* **Required work**: Starting from the line that holds "For each instance of the tree, drop", print each remaining line of the entries exactly, ending with the last.

[Data excerpts]
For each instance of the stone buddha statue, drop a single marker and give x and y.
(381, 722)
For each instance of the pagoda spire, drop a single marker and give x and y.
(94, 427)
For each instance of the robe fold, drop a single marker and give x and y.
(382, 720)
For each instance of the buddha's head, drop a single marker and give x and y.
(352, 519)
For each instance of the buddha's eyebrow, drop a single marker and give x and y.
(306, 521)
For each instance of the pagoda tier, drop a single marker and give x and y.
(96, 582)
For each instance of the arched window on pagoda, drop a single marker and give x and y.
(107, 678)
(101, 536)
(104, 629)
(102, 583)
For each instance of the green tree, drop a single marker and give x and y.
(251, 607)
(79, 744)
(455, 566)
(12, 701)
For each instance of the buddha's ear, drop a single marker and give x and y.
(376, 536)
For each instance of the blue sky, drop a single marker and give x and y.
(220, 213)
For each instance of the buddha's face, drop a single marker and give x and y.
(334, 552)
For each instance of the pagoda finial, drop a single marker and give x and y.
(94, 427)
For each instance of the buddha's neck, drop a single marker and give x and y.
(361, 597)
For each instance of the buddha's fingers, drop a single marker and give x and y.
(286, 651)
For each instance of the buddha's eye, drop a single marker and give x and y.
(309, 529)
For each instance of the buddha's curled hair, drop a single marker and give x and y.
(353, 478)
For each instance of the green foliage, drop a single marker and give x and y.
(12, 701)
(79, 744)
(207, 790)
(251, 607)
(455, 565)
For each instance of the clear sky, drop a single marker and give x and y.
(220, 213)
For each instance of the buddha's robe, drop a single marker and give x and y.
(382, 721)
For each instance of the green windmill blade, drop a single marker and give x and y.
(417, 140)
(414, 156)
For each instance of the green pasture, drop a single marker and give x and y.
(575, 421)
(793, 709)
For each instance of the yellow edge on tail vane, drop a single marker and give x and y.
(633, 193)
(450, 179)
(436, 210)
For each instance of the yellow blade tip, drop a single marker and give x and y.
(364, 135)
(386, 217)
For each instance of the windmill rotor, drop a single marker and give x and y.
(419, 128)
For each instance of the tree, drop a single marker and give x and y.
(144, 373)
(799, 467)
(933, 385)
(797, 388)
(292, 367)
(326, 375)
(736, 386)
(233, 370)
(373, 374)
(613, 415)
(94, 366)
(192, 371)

* **Task answer**:
For each instance of the tree, drop a single marker and give x and y.
(144, 373)
(799, 467)
(933, 385)
(797, 388)
(292, 367)
(326, 375)
(736, 386)
(233, 370)
(373, 374)
(613, 415)
(94, 366)
(192, 371)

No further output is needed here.